Short exercise:
Return, word for word, only the lines from the one containing "For each instance of the white painted" through the last line of the entries.

Dataset:
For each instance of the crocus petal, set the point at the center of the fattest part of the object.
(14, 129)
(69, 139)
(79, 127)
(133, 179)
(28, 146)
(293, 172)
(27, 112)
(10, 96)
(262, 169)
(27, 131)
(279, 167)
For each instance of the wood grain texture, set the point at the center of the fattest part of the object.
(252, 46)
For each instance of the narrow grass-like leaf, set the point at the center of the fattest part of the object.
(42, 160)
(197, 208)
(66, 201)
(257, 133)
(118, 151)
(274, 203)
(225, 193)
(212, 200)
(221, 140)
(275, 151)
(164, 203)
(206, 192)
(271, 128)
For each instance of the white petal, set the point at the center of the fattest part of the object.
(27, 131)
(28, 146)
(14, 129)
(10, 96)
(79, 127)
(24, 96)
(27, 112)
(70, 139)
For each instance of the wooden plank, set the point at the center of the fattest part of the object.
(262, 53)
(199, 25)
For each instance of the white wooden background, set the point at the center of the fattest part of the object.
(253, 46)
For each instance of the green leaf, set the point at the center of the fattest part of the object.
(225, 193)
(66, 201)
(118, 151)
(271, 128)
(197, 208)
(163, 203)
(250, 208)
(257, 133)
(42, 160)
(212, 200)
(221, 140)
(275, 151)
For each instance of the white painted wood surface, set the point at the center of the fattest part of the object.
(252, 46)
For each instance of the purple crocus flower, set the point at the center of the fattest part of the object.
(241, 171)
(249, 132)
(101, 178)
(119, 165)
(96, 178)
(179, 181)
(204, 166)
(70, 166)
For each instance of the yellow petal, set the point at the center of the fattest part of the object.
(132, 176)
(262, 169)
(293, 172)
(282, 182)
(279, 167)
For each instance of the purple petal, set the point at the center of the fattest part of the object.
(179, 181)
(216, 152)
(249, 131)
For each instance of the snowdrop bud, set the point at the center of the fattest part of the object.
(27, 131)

Complete output:
For each instance of the white painted wood surface, set the point at the center of the fattest part of the object.
(252, 46)
For each instance of the purple crocus flower, set the point at the center of the fattest part of the object.
(241, 171)
(249, 132)
(101, 178)
(119, 165)
(96, 178)
(179, 181)
(204, 166)
(70, 166)
For each instance of the yellow petal, set the point at the center of the fattest part of the object.
(132, 176)
(262, 169)
(293, 172)
(282, 182)
(279, 167)
For each instance of the purple petal, set the point at the center of the fattest part of the object.
(179, 181)
(216, 152)
(249, 131)
For each instance of the snowdrop bud, set the point at the center of the fattest part of the object.
(27, 131)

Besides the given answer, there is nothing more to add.